Data extracted from a collection:
— Start —

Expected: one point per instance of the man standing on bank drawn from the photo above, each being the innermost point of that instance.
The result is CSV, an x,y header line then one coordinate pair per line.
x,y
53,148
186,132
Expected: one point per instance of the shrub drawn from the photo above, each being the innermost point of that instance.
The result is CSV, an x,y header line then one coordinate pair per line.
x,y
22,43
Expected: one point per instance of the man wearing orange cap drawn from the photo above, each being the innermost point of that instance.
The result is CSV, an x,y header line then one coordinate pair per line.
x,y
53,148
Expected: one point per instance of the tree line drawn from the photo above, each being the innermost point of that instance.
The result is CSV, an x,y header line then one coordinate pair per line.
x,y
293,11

— End —
— Start —

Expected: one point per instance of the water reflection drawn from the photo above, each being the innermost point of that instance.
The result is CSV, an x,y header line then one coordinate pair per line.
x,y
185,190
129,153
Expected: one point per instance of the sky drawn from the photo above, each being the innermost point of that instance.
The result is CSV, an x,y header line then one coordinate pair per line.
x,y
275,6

— End —

> _SHORT PROBLEM_: Pick out each line above that contains the word "wearing" and copy it.

> _REPLY_:
Expected: one point per instance of the man wearing orange cap drawn from the photo above, each being the innermost point of that instance.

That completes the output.